[EXCERPTED DATA]:
= = = =

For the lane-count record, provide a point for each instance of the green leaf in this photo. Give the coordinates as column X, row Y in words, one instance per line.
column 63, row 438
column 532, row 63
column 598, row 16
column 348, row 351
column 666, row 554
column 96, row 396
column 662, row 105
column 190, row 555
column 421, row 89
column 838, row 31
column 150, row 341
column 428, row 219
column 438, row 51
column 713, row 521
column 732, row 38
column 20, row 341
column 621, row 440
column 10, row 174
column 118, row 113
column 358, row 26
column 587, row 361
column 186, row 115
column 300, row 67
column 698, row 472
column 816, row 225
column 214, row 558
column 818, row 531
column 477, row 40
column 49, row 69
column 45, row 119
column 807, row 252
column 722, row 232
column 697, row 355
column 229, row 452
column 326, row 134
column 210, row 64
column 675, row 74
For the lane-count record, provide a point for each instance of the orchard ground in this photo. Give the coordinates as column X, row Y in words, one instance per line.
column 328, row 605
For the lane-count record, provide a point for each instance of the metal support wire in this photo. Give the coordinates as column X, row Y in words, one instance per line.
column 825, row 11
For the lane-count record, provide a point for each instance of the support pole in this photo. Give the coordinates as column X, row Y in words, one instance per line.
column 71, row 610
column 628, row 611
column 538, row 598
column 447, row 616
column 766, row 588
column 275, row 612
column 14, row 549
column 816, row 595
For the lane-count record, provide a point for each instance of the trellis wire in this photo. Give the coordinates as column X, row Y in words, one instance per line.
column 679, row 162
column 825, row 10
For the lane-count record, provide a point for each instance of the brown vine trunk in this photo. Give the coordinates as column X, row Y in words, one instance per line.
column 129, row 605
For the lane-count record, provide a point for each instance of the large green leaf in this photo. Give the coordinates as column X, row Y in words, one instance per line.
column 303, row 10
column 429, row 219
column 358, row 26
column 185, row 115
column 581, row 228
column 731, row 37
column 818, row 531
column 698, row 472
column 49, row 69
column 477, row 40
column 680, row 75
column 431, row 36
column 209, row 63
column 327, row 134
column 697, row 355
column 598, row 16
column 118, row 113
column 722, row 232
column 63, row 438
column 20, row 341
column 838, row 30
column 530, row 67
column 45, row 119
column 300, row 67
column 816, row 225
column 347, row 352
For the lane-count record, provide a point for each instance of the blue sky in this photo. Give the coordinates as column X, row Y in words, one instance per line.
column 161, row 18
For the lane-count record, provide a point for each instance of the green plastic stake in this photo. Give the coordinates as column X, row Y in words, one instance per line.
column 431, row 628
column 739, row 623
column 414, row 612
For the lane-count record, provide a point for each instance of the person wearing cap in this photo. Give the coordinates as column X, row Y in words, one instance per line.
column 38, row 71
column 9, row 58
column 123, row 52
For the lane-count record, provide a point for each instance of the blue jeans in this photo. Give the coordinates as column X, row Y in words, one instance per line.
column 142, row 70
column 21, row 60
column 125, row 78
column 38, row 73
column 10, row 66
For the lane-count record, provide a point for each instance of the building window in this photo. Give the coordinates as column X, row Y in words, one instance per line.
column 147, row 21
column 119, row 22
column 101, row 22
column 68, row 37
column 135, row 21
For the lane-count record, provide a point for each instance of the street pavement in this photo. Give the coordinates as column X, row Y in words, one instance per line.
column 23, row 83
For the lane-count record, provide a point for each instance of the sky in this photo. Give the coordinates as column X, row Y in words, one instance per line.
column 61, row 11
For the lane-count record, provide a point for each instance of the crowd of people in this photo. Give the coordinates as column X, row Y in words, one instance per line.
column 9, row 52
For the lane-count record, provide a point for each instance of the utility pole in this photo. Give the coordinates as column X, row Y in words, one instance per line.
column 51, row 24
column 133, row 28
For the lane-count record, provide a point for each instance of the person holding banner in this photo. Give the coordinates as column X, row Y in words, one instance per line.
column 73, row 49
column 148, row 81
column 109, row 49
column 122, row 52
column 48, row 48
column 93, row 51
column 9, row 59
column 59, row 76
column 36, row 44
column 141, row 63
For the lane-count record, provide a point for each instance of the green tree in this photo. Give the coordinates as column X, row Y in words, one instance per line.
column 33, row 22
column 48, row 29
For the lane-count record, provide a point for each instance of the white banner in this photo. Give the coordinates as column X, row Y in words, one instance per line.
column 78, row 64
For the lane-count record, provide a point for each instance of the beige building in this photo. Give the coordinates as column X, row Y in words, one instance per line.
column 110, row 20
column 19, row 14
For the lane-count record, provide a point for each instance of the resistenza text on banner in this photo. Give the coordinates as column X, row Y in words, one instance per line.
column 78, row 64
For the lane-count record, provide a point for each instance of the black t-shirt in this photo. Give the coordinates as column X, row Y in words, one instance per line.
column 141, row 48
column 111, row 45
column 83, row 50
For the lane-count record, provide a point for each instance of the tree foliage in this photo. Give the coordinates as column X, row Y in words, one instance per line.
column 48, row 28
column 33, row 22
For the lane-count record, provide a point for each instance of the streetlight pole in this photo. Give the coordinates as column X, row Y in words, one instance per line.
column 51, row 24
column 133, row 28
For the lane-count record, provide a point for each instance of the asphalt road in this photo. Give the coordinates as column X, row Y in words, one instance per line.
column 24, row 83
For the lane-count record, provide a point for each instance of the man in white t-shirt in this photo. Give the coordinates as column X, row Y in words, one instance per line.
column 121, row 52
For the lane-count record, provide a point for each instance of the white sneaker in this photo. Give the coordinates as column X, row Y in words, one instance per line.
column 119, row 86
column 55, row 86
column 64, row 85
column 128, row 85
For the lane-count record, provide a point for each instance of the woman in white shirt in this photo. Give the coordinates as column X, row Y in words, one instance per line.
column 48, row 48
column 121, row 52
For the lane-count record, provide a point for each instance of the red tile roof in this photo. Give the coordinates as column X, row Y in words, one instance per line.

= = = =

Retype, exactly as written, each line from the one containing "in white t-shirt" through the last line of the listing above, and leave out all other lines.

For the lane-count record, provide a point for each instance of the man in white t-shirt in this photo. Give the coordinates as column X, row Y in words, one instance per line.
column 121, row 52
For the lane-count record, provide a point for each instance of the white sneaker in this photo. Give the coordinates as column X, row Y in words, one instance per line.
column 119, row 86
column 55, row 86
column 64, row 85
column 128, row 85
For the lane-count record, provide a point for each instance of the woman in white shirt in this photo. Give the coordinates as column X, row Y in words, one instance per line.
column 48, row 48
column 121, row 52
For the lane-count record, provide a point for each instance of the red tile roof in this photo. Give the coordinates as column X, row Y in words, one instance per line.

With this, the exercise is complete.